--- RECORD SET ---
-.-.-

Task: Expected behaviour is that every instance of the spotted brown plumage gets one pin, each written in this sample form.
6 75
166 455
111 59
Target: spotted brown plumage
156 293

-.-.-

--- GOAL ---
Copy out every line of the records above word for word, changing nothing.

--- COMPLETE OUTPUT ---
Task: Expected behaviour is that every instance of the spotted brown plumage gets one pin, each written in this sample form.
6 75
166 455
111 59
Target: spotted brown plumage
156 293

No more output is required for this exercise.